◆ DIRECTIVE: Rewrite the listing from its first line through the line containing "point(534, 64)", inclusive, keeping the requests. Shift every coordinate in the answers by -74.

◆ MATERIAL FOR THIS TASK:
★ ★ ★

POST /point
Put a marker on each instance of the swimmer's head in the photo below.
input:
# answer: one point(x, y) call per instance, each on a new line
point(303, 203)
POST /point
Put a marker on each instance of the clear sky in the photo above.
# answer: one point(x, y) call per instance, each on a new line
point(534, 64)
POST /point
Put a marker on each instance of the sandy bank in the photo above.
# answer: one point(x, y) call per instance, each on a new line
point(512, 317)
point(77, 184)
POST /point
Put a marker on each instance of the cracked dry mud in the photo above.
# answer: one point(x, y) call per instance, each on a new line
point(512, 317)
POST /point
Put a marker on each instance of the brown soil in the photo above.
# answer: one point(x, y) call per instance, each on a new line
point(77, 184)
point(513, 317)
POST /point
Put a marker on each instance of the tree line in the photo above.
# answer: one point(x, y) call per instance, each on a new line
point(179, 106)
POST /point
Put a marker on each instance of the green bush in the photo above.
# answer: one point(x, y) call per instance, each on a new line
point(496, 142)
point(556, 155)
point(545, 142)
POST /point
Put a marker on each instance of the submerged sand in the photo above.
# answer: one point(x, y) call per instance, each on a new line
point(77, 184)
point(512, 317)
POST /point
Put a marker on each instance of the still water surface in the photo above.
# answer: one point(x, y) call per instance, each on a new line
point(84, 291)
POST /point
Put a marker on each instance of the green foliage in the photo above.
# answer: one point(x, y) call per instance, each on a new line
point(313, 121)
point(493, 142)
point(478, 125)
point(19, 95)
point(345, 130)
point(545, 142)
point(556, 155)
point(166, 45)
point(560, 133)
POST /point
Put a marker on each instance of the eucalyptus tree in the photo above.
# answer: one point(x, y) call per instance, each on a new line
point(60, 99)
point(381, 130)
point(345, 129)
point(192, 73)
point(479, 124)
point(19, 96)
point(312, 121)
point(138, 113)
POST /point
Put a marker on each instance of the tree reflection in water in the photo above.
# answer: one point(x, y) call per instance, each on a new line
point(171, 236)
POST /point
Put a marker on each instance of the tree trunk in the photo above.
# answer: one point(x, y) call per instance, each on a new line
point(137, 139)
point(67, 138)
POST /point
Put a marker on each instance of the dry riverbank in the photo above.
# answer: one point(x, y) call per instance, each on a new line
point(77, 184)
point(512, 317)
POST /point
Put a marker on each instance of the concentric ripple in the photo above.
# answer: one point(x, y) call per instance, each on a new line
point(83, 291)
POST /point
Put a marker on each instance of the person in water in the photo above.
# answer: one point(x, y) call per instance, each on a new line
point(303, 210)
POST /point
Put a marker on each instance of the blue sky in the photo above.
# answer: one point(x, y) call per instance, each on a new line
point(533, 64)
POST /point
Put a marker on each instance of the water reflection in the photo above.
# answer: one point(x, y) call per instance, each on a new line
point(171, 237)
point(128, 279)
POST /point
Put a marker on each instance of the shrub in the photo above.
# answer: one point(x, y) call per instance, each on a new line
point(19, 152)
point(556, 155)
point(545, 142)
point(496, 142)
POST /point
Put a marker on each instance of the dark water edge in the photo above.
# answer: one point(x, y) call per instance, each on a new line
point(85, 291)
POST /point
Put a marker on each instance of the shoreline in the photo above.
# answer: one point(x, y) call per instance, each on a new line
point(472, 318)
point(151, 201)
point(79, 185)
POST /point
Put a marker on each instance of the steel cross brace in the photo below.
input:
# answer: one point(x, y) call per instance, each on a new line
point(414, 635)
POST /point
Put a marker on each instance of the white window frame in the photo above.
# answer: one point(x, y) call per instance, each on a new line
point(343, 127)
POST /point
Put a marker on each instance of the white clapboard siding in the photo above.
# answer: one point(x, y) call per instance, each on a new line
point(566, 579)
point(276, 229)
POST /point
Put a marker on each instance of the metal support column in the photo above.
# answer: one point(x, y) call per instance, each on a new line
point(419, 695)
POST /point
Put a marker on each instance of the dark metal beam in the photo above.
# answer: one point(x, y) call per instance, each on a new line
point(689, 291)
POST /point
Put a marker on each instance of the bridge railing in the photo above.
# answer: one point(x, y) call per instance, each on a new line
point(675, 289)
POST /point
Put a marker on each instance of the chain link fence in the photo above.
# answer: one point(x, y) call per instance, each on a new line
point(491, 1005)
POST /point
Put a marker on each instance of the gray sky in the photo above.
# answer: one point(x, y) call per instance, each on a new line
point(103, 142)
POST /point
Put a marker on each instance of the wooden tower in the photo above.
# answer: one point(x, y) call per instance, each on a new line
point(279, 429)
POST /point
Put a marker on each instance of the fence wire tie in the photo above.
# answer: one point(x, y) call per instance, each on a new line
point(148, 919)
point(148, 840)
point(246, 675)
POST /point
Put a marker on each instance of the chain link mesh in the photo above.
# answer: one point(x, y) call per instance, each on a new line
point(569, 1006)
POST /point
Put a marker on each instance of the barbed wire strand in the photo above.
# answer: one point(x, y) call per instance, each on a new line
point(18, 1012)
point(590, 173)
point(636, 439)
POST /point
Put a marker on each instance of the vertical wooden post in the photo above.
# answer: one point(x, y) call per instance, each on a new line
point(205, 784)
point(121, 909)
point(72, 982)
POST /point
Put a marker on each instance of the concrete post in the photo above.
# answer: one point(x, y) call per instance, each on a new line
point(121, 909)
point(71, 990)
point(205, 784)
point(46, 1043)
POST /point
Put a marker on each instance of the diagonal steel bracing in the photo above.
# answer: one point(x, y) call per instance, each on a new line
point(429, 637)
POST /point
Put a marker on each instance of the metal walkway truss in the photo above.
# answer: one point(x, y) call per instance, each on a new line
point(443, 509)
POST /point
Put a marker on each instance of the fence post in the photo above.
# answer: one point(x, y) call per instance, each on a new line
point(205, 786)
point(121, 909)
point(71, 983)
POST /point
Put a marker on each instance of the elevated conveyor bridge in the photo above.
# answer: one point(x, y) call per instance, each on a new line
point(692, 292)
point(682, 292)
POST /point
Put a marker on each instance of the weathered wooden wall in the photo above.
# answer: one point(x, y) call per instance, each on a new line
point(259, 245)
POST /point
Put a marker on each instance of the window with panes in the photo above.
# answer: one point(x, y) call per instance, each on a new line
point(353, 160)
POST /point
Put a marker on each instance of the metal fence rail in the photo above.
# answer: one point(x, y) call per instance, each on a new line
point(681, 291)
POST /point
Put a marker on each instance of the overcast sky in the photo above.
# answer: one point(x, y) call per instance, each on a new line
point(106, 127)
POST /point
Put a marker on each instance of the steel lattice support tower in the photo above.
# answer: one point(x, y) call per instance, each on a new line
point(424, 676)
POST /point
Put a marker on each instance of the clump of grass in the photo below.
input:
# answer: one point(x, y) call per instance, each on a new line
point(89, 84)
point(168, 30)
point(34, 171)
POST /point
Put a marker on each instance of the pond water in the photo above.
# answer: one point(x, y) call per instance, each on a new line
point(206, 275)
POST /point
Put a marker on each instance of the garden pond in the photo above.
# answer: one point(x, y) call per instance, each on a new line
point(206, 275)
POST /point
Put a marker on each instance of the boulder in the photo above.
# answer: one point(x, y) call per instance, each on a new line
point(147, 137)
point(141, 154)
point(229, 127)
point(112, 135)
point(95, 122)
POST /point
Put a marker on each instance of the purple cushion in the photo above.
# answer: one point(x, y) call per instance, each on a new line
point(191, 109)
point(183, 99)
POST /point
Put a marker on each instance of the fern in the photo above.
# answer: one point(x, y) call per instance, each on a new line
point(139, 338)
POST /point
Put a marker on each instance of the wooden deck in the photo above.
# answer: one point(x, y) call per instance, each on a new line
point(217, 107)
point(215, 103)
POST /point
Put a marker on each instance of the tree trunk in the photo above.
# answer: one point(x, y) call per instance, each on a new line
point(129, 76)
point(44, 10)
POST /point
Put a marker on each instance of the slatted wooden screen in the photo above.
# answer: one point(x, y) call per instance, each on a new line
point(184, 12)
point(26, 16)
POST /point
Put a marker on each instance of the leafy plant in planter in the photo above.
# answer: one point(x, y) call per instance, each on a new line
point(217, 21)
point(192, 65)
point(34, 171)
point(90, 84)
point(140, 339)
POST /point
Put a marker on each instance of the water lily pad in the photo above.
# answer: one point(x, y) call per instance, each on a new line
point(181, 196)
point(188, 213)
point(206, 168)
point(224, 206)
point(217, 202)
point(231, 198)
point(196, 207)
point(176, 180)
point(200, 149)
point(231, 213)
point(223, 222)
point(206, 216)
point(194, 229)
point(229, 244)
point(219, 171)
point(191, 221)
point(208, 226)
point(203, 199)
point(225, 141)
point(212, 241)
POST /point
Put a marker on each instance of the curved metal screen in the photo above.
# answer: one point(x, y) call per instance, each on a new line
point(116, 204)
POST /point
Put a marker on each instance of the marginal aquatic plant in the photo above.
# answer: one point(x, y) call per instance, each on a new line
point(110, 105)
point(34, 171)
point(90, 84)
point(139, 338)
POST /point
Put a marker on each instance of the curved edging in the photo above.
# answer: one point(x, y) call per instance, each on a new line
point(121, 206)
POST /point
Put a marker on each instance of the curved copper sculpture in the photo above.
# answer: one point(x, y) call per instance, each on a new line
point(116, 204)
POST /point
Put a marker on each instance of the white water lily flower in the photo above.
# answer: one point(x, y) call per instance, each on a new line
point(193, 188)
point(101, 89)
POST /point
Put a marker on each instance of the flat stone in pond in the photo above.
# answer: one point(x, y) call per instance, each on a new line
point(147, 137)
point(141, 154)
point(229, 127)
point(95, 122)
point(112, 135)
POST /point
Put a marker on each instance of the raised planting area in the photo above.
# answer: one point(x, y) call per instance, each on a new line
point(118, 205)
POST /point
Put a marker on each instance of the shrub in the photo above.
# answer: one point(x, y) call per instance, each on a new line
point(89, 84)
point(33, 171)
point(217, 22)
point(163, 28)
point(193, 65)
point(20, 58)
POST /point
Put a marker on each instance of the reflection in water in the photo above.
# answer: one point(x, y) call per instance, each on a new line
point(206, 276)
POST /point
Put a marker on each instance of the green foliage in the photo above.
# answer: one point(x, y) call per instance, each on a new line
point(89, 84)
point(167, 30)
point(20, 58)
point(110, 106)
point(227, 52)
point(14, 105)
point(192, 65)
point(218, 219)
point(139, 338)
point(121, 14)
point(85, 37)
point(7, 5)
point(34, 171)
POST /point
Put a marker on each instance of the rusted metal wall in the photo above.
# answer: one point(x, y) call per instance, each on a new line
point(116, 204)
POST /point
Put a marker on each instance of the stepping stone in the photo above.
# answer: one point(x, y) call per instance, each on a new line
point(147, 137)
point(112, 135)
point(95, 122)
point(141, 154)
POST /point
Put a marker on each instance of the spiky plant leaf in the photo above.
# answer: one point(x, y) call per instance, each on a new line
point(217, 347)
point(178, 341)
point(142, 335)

★ ★ ★

◆ RESULT FOR THIS TASK:
POST /point
Put a marker on each instance of the swimmer's head in the photo below.
input:
# answer: one point(x, y) call per instance, each on a new line
point(229, 129)
POST /point
Put a marker on each instance of the clear sky in the photo above.
# answer: one point(x, y) call per instance, each on a new line
point(460, -10)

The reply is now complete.